_PASSAGE SHOWN:_

There are 14 Listed properties and numerous half-timbered buildings and four thatched cottages.

The former Methodist Chapel was opened in August 1932, in a farm building owned by Thomas Higginson, a local farmer and Methodist Local Preacher. Other more recent buildings have been allocated to the farm estates. The village green was given over to public (Common land) by the Marquis of Hertford of Ragley Hall at Arrow.

Luddington was home to Luddington Experimental Horticulture Station (EHS), one of several such establishments around the country undertaking field research for the Agricultural Development and Advisory Service (ADAS) of the Department for Environment, Food and Rural Affairs Defra. The facility closed down circa 1990.

== Economy ==
The community is largely a dormitory village, with the majority of the inhabitants working elsewhere. Residence and community is the main activity within the village, with surrounding farms providing some employment opportunity. Regular transient workers living on the farm are encouraged to be involved in the village and this in 2015, there was even an "international tug-o-war competition, with finalists Lithuania vs Bulgaria showing that Luddington is a truly welcome place to be.

_DATA SUPPLIED:_
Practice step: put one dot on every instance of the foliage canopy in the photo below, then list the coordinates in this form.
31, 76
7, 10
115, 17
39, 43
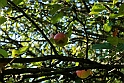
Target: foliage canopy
96, 40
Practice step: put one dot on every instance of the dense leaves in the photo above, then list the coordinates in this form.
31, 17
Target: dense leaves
95, 30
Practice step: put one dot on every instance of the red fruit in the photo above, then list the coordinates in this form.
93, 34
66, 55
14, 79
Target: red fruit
83, 73
115, 33
60, 39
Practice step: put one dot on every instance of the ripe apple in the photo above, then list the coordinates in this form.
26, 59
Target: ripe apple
83, 73
60, 39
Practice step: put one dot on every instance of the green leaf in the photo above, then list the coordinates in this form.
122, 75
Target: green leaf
120, 40
78, 80
107, 27
97, 8
17, 1
15, 53
56, 17
121, 10
3, 3
23, 49
102, 46
115, 1
67, 0
69, 32
120, 46
2, 20
113, 40
54, 8
4, 53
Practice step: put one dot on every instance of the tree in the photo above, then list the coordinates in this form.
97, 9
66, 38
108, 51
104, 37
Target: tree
95, 41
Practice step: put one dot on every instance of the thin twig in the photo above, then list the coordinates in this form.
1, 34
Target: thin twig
37, 27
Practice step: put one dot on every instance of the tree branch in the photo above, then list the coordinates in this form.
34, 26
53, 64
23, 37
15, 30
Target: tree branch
37, 27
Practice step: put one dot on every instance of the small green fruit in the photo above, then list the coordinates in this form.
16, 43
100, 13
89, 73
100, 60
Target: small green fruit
60, 39
83, 73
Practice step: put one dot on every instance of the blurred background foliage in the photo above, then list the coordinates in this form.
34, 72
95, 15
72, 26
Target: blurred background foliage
95, 29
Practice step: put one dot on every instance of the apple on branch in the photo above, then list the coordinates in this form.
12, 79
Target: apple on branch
83, 73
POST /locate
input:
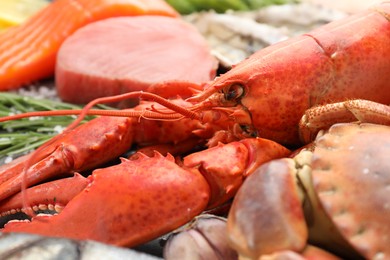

_COMPLETE THE FOLLOWING:_
a) Answer these from the passage on Luddington, one answer a line, marked as the questions are.
(i) How many thatched cottages does the village have?
(ii) In what month and year was the former Methodist Chapel opened?
(iii) About when did the Experimental Horticulture Station close?
b) Copy the part of the passage on Luddington that begins at the words "There are 14" and stops after the words "down circa 1990.".

_OUTPUTS BY TASK:_
a)
(i) Four
(ii) August 1932
(iii) Circa 1990

b)
There are 14 Listed properties and numerous half-timbered buildings and four thatched cottages.

The former Methodist Chapel was opened in August 1932, in a farm building owned by Thomas Higginson, a local farmer and Methodist Local Preacher. Other more recent buildings have been allocated to the farm estates. The village green was given over to public (Common land) by the Marquis of Hertford of Ragley Hall at Arrow.

Luddington was home to Luddington Experimental Horticulture Station (EHS), one of several such establishments around the country undertaking field research for the Agricultural Development and Advisory Service (ADAS) of the Department for Environment, Food and Rural Affairs Defra. The facility closed down circa 1990.